[Start of section]

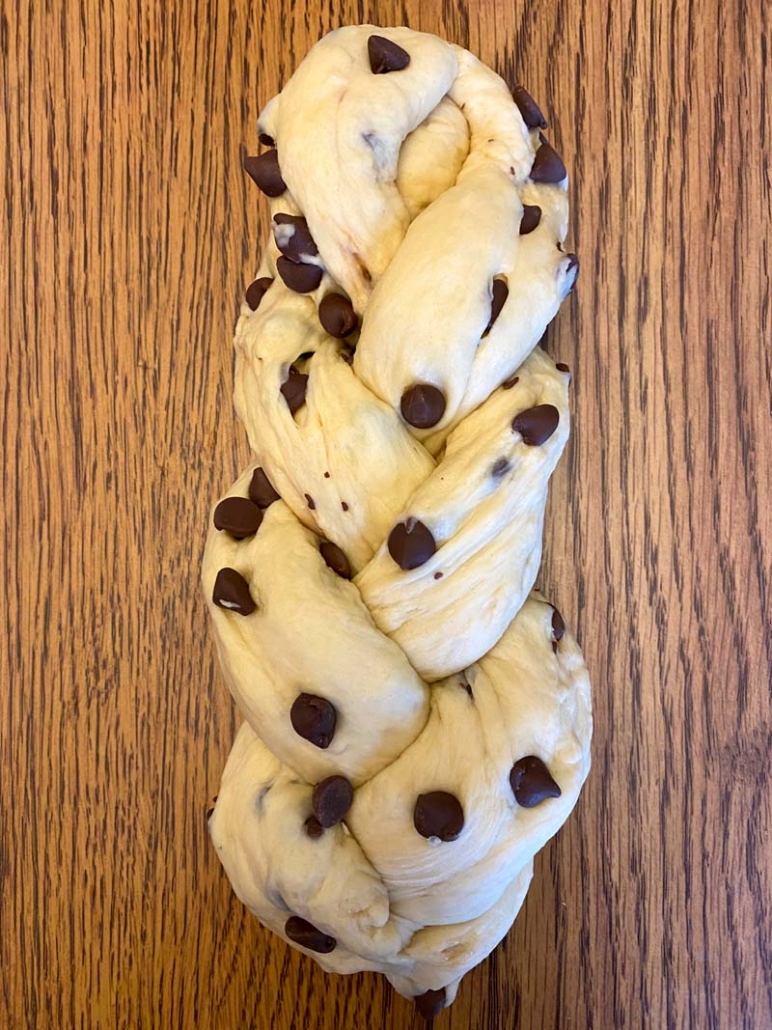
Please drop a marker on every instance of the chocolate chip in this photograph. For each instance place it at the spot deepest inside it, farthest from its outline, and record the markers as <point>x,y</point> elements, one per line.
<point>430,1003</point>
<point>337,315</point>
<point>548,166</point>
<point>331,799</point>
<point>307,935</point>
<point>439,814</point>
<point>297,243</point>
<point>531,218</point>
<point>260,489</point>
<point>313,827</point>
<point>336,559</point>
<point>531,782</point>
<point>422,405</point>
<point>528,108</point>
<point>536,424</point>
<point>314,719</point>
<point>500,292</point>
<point>558,628</point>
<point>256,290</point>
<point>232,592</point>
<point>266,172</point>
<point>293,389</point>
<point>385,56</point>
<point>239,516</point>
<point>301,278</point>
<point>411,544</point>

[End of section]

* [Your assignment]: Each line above has to be returned exactly. Drop the pictures.

* [Answer to this task]:
Please drop a marker on every instance of the chocolate chip in this photograph. For each instance place it at the spot deepest inside it, farthest from its outline, and record the markers as <point>x,y</point> elements, one per line.
<point>430,1003</point>
<point>337,315</point>
<point>548,166</point>
<point>331,799</point>
<point>307,935</point>
<point>439,814</point>
<point>297,243</point>
<point>531,218</point>
<point>260,489</point>
<point>313,827</point>
<point>336,559</point>
<point>531,782</point>
<point>422,405</point>
<point>528,108</point>
<point>536,424</point>
<point>314,719</point>
<point>500,292</point>
<point>558,628</point>
<point>256,290</point>
<point>232,592</point>
<point>266,172</point>
<point>293,389</point>
<point>385,56</point>
<point>239,516</point>
<point>301,278</point>
<point>411,544</point>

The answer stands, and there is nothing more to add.